> Aim of the task
Reproduce each of the items below word for word, keeping every line as it stands.

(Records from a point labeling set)
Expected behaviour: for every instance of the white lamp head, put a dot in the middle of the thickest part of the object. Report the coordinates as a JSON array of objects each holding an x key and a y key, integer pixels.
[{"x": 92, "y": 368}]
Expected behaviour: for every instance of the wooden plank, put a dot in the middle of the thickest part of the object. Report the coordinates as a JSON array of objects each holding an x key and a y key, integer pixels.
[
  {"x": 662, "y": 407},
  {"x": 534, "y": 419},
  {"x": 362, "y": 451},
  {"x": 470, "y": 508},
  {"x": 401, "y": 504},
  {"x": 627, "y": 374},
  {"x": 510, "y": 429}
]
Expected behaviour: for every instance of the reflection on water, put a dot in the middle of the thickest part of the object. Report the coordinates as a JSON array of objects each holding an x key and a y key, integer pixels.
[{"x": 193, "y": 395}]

> Response
Expected behaviour: for every instance of the white lamp head, put a dot in the middle of the thickest part of the object. Report the coordinates as a JSON array of objects each holding an x key and a y key, integer pixels.
[{"x": 92, "y": 368}]
Expected behaviour: for every instance of the wooden plank, put a dot in the middle of the thickest part of the object. Report the coordinates as a JSON array of objects each holding an x key and a y key, integer pixels.
[
  {"x": 662, "y": 407},
  {"x": 534, "y": 419},
  {"x": 362, "y": 451},
  {"x": 470, "y": 508},
  {"x": 401, "y": 504},
  {"x": 627, "y": 374},
  {"x": 510, "y": 429}
]
Expected behaviour: for every instance of the reflection on water, put a dot in the middle of the thickest part of the object. Report the coordinates as a JSON array of objects each holding an x key and a y key, integer pixels.
[{"x": 193, "y": 395}]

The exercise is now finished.